Records from a dataset:

☆ ☆ ☆ ☆

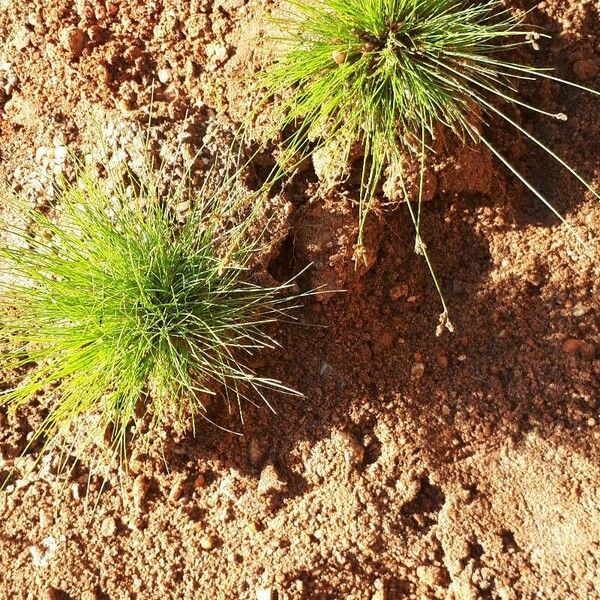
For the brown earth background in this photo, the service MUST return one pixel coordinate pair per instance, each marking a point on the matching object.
(465, 466)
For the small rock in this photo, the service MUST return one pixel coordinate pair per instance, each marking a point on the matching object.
(75, 491)
(73, 40)
(270, 481)
(579, 310)
(255, 452)
(22, 39)
(379, 595)
(417, 371)
(35, 19)
(164, 76)
(51, 593)
(326, 370)
(177, 489)
(398, 291)
(339, 57)
(37, 555)
(108, 527)
(216, 52)
(208, 542)
(139, 491)
(95, 33)
(586, 69)
(353, 450)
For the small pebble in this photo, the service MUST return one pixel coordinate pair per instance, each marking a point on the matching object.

☆ ☆ ☆ ☆

*SET PROBLEM:* Retype all of the rows above word for word, leaving out the pictures.

*FINAL ANSWER:*
For the brown earth background in this photo, the service MUST return one pixel coordinate pair per instance, each marking a point on the matching object.
(465, 466)
For the small rock in this photo, the service MUST return one pixel coordinate pair per instance, each marking a point on the matching object.
(75, 491)
(73, 40)
(270, 481)
(579, 310)
(255, 452)
(22, 39)
(379, 595)
(417, 371)
(35, 19)
(164, 76)
(51, 593)
(326, 370)
(177, 489)
(398, 291)
(339, 57)
(37, 555)
(108, 527)
(216, 52)
(208, 542)
(139, 491)
(95, 33)
(586, 69)
(353, 450)
For the small pebble in this photo, the service MUST return one pixel coordinate pair per instance, each marking a point on the matching object.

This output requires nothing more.